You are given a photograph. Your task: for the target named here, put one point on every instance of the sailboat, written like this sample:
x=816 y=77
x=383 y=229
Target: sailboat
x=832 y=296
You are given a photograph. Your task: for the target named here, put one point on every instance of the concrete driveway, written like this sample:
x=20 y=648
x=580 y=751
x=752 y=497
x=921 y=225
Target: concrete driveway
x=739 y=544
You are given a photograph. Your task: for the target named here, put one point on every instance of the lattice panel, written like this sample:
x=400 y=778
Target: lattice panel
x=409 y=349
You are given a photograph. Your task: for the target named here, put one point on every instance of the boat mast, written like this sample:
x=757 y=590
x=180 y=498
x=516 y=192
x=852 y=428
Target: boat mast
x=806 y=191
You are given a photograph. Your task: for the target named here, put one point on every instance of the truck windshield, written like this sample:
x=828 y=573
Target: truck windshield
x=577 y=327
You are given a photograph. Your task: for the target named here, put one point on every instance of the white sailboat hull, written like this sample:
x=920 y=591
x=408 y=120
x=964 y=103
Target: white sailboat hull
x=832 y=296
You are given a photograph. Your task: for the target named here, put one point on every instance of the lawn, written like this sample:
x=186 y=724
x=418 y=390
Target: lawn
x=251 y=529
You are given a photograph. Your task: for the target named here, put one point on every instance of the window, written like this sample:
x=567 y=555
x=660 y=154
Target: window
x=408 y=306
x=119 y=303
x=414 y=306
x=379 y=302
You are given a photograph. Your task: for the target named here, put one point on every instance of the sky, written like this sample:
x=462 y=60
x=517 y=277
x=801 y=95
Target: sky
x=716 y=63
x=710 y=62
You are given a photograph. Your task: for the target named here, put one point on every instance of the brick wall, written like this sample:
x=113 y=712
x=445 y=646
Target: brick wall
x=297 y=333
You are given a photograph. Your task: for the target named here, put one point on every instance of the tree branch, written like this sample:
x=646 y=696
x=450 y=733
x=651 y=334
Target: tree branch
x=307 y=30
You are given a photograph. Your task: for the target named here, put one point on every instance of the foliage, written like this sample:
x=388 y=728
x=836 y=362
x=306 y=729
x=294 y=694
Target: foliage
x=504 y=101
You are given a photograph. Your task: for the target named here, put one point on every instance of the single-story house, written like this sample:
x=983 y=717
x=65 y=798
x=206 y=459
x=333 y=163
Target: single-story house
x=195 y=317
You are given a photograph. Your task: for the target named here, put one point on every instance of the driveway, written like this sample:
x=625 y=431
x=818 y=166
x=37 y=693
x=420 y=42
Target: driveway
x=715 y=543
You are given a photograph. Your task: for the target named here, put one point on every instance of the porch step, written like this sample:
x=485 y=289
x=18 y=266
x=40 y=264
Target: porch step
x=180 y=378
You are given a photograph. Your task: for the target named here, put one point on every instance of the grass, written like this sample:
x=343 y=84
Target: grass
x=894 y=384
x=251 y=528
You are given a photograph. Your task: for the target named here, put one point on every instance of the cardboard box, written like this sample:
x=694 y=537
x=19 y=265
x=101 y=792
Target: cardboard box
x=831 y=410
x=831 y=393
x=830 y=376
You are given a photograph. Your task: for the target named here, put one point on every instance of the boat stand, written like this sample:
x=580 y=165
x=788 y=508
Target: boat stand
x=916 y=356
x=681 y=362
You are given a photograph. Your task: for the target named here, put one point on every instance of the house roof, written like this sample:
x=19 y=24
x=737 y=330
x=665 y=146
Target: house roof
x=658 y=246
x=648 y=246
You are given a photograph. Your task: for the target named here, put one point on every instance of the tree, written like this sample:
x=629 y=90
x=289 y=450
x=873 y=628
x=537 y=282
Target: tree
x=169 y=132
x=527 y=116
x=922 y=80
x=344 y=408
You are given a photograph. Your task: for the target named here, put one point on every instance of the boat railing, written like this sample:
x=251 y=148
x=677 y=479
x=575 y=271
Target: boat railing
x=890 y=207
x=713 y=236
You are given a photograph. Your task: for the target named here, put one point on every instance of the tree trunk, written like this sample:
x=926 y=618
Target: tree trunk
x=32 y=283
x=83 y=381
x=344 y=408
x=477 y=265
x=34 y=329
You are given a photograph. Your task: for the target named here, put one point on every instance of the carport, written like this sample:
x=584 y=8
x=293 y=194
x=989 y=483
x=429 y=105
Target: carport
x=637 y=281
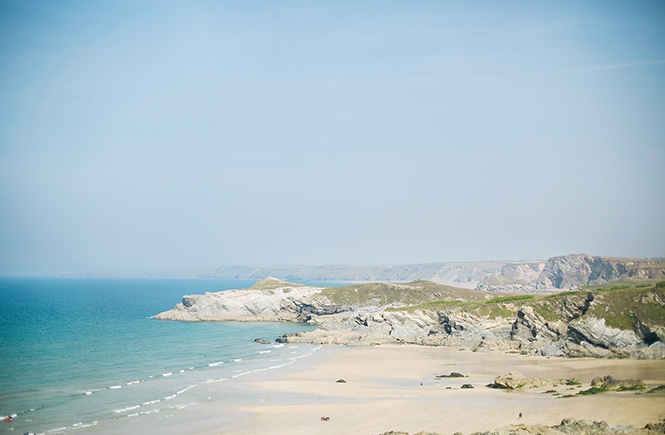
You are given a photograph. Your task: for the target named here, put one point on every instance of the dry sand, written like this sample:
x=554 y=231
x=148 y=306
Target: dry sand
x=383 y=392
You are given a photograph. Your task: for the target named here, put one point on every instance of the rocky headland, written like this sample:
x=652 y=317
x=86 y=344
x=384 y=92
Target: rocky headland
x=602 y=322
x=572 y=271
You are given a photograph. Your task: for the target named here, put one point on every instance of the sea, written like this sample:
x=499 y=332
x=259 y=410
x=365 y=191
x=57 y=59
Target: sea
x=84 y=355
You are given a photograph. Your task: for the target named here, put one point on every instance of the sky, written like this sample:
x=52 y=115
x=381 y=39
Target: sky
x=176 y=135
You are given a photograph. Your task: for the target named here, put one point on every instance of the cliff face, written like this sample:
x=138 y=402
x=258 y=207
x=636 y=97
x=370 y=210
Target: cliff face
x=569 y=324
x=571 y=271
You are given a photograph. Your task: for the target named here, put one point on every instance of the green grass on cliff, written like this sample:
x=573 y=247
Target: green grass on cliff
x=621 y=307
x=625 y=307
x=402 y=294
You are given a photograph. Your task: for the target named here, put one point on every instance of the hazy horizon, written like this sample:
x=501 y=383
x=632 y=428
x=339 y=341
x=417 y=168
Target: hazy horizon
x=170 y=135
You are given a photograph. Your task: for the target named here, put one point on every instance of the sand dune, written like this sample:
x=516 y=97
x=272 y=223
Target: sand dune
x=383 y=392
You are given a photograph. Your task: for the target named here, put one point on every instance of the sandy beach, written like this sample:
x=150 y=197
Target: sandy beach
x=393 y=388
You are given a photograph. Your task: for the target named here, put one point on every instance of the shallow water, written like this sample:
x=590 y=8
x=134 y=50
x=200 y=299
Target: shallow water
x=83 y=355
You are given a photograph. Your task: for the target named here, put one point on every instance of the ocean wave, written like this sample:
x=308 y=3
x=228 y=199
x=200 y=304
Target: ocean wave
x=152 y=402
x=187 y=388
x=129 y=408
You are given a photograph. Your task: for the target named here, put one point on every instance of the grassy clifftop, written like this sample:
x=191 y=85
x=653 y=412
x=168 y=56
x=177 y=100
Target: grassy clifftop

+++

▸ **Work request**
Scan the lines above for "x=651 y=334" and for "x=818 y=166". Repeat exactly the line holding each of them and every line in between.

▸ **Answer area**
x=651 y=334
Target: tree branch
x=307 y=30
You are given a photograph. Your task: for the target named here, put one point on every instance of the foliage, written like this sample:
x=388 y=728
x=836 y=362
x=306 y=729
x=294 y=694
Target: foliage
x=504 y=101
You are given a photograph. Your task: for the target named here, put one point on every instance of the single-story house, written like this sample:
x=983 y=717
x=65 y=798
x=206 y=459
x=333 y=163
Target: single-story house
x=195 y=317
You are given a photograph. Your task: for the target named here, put one point on every instance of the driveway, written like this sample:
x=625 y=431
x=818 y=166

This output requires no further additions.